[Location annotation dataset excerpts]
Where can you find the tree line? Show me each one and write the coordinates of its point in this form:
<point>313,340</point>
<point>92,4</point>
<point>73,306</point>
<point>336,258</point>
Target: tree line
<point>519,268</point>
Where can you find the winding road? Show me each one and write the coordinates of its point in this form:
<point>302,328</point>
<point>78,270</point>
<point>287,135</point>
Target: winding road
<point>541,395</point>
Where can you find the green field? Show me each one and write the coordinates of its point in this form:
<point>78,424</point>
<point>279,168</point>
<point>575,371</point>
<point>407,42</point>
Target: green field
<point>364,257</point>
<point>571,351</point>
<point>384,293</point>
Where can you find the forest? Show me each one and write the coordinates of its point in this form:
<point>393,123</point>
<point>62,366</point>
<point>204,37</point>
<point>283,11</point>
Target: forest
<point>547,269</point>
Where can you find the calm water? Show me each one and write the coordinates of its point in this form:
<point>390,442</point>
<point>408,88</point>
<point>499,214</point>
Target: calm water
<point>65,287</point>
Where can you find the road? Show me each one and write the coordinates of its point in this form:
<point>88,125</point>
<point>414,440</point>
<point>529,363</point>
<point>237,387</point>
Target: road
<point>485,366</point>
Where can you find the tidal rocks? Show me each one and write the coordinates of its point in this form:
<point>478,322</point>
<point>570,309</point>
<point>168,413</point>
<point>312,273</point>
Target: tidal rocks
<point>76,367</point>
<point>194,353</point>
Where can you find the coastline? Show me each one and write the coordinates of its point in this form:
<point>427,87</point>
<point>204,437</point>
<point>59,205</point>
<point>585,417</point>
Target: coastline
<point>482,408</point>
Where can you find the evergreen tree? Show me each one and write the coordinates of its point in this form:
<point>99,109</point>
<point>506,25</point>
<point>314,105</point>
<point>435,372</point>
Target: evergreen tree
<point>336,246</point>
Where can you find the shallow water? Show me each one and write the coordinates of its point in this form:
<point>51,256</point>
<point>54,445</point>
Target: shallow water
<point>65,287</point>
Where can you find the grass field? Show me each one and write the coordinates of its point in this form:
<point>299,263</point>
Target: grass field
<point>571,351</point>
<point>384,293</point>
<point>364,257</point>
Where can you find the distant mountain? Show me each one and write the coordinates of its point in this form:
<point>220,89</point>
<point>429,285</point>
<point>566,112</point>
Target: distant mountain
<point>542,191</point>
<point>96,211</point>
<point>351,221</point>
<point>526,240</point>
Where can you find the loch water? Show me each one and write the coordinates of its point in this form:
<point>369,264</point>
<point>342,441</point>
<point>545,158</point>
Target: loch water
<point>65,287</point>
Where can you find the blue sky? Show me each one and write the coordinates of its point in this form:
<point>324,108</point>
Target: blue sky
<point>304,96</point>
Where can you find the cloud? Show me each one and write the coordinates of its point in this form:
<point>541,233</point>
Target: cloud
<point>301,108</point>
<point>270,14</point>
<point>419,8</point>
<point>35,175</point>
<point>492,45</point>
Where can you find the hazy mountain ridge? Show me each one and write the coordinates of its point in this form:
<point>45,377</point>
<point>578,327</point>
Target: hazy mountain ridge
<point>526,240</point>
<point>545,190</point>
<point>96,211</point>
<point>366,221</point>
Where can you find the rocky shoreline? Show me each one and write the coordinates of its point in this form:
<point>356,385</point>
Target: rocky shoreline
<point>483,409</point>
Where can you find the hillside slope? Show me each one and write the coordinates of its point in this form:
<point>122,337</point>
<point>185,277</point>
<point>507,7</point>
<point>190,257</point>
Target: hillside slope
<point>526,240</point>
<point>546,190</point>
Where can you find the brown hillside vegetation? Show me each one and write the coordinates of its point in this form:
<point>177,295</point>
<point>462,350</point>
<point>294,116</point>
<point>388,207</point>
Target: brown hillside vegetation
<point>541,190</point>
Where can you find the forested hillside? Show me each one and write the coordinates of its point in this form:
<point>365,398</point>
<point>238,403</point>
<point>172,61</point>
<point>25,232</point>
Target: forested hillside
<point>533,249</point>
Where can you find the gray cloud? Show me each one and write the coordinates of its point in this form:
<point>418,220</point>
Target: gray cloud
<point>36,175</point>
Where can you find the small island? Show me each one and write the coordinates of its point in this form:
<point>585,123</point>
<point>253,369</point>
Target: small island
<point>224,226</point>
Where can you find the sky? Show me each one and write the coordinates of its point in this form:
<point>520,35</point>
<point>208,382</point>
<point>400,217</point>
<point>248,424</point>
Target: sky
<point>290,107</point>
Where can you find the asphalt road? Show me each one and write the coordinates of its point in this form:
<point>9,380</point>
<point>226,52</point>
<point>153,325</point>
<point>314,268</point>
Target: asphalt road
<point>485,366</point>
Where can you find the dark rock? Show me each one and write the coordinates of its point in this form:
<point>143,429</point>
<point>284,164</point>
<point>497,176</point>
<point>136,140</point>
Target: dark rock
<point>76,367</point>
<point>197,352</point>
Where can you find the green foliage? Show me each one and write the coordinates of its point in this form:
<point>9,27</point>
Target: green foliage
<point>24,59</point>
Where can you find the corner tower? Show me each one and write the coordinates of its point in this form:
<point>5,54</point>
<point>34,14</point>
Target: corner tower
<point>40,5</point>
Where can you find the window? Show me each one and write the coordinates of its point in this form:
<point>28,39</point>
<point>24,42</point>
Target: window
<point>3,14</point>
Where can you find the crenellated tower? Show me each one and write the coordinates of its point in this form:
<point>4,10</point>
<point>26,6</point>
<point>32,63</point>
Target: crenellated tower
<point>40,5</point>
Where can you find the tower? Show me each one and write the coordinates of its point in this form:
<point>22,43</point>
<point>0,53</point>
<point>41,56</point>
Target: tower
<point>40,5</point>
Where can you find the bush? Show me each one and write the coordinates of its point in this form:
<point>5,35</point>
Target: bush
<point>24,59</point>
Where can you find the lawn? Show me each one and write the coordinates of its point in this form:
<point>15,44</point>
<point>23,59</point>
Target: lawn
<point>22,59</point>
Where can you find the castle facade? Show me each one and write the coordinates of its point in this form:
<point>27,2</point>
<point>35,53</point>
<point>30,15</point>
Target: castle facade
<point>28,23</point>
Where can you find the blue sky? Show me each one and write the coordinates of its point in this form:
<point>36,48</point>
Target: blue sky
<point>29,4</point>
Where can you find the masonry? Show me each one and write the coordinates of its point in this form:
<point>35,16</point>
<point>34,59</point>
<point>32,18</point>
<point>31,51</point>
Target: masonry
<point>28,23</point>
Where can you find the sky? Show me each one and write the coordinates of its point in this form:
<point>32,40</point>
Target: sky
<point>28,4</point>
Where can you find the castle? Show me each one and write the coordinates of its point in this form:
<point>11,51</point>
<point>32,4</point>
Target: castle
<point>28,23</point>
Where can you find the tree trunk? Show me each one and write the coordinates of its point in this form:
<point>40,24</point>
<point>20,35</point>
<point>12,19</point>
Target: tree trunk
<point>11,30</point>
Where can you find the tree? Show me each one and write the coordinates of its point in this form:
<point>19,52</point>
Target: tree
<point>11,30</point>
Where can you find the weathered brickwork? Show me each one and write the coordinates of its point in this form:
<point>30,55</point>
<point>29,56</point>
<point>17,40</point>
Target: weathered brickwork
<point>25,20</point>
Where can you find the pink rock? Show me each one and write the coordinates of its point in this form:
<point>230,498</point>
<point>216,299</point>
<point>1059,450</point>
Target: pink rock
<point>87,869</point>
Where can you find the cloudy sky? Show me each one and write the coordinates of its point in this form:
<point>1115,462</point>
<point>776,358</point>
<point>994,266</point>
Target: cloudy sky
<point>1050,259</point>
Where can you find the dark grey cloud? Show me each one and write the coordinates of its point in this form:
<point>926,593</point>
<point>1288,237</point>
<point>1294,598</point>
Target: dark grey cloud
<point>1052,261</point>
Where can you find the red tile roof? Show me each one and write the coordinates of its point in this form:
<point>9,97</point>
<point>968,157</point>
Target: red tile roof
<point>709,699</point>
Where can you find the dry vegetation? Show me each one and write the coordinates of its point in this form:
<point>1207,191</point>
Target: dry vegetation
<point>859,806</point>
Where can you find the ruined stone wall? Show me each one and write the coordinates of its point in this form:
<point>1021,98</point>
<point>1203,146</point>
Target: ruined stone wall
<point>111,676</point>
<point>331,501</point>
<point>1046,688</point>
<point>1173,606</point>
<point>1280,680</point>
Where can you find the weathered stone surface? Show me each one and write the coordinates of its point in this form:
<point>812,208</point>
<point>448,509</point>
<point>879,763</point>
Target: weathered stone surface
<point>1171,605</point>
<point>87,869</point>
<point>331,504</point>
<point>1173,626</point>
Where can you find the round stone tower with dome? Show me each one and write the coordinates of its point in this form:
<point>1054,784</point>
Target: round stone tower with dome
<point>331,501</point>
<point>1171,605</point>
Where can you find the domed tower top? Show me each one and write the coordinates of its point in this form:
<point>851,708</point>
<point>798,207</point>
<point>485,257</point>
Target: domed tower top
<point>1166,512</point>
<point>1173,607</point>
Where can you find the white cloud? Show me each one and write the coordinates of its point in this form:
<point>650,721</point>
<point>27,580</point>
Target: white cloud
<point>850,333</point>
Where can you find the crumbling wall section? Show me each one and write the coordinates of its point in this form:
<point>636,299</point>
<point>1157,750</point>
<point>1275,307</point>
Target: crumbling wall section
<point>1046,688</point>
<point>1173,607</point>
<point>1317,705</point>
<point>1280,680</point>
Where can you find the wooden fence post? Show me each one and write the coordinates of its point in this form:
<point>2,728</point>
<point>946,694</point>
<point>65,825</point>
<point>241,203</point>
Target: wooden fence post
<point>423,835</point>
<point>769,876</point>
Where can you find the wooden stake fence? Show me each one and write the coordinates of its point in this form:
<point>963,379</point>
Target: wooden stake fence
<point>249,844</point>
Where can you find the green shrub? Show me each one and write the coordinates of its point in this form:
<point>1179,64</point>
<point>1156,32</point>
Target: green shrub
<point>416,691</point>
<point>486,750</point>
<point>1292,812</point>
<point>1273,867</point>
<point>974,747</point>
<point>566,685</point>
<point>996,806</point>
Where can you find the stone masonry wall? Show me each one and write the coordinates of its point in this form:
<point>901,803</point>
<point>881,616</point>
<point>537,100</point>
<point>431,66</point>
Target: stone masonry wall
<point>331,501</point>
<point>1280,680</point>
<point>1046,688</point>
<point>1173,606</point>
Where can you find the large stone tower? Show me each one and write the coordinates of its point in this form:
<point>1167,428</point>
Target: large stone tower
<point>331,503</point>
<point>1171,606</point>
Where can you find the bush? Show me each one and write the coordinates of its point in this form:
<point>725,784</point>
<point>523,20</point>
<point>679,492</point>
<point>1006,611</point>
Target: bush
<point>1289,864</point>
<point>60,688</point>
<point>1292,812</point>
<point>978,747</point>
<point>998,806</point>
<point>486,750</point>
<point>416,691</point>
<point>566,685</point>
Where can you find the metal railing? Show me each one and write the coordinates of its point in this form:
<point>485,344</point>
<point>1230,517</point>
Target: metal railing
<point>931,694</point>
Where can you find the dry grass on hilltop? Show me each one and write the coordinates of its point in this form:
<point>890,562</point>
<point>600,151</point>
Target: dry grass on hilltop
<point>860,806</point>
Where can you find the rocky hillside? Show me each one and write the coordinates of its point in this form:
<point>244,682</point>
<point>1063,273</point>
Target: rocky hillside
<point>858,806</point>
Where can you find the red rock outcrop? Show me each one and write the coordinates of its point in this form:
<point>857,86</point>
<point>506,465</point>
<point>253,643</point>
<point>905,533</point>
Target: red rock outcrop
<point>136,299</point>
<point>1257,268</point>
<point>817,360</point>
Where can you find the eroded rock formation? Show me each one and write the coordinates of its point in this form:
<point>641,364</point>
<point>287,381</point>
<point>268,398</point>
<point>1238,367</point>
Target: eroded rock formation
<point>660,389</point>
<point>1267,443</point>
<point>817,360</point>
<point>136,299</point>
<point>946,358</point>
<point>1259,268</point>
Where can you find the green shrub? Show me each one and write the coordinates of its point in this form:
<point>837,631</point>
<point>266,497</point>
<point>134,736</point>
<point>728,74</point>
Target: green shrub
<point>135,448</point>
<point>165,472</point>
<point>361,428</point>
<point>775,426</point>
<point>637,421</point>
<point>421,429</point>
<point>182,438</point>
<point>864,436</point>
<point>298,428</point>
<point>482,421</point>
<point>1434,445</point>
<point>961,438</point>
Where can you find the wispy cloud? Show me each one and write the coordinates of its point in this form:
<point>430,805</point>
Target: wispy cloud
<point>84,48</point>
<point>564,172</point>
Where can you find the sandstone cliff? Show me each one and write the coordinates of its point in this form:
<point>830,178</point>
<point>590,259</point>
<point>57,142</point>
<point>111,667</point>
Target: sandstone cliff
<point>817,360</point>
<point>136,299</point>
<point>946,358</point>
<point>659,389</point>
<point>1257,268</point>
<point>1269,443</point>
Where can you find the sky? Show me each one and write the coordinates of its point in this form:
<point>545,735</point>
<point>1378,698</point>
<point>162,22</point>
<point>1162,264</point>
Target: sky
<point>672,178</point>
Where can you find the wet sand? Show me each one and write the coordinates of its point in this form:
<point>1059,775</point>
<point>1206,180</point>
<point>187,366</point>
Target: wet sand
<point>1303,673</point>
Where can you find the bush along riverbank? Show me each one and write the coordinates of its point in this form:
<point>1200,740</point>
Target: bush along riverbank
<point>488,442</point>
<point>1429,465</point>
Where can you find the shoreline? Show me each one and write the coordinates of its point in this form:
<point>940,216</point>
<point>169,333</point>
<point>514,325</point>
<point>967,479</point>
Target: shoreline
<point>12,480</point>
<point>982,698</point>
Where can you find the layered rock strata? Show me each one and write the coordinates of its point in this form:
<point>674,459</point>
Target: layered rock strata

§ **Your instructions**: Nothing but the lines from the one with "Where can you find the shoreline?" through the last line should be repeated, each exactly as it stands.

§ **Answer to this task**:
Where can you find the shoreline? Show me each one and write the coordinates of its point in this form:
<point>940,216</point>
<point>169,333</point>
<point>514,325</point>
<point>967,479</point>
Target: shoreline
<point>12,480</point>
<point>982,698</point>
Where can you find the layered rock strata? Show me each one and write the coordinates of its point in this form:
<point>674,459</point>
Target: layered rock strata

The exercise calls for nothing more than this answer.